### PASSAGE GIVEN
*****

# Probability of picking the red marble twice

Start with a bag containing one red marble and one white marble.

• Reach into the bag and pull out a marble at random.
• Put it back and do it again.
• If, on both times, you grabbed the red marble, stop.
• Otherwise add two white marbles to the bag and repeat these steps.

What is the probability you eventually grab the red marble twice during an iteration?

The probability

that you never draw the red marble twice in a row is the probability that you don't on the first iteration, times the probability that after that you don't on the second iteration, times the probability that after that you don't on the third iteration, and so forth.

That equals

$$\frac34\cdot\frac{15}{16}\cdot\frac{35}{36}\cdot\frac{63}{64}\cdots$$ or $$\frac{1\cdot3}{2\cdot2}\cdot\frac{3\cdot5}{4\cdot4}\cdot\frac{5\cdot7}{6\cdot6}\cdot\frac{7\cdot9}{8\cdot8}\cdots$$.

*****

### WRITTEN PROBLEM 1
In the passage on drawing the red marble twice, what goes into the bag after a round in which the red marble did not come out both times?
### WRITTEN PROBLEM 2
Pick up the marble probability text after its last sentence and carry it forward.

### DATA SHOWN
*****

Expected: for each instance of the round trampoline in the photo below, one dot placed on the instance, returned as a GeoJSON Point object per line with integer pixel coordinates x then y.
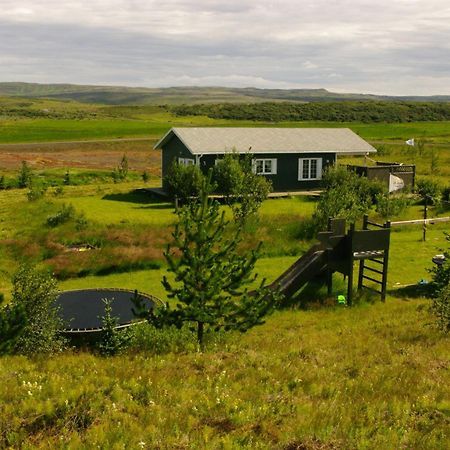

*****

### EXERCISE OUTPUT 1
Two white marbles.

### EXERCISE OUTPUT 2
This is exactly

the reciprocal of the famous Wallis product for $$\pi$$, so the probability of never getting a red pair is $$\frac2\pi$$ and the probability of ever getting one is therefore $$1-\frac2\pi$$ or about 36.34%.

• Aye, there's my problem. I knew I was missing something. Commented Jun 3, 2020 at 13:38

The value is equivalent to an infinite series according to the function:

SUM(n=1,inf,(1/2n)^2)

Equivalent to:

(1/4)SUM(n=1,inf,1/n^2)

Which the latter returns:

pi^2/6, divided by 4 gives us pi^2/24, or roughly 41.1%. It definitely feels odd that in this case it is more likely that this procedure will continue infinitely than it is that it would eventually end. Very interesting problem!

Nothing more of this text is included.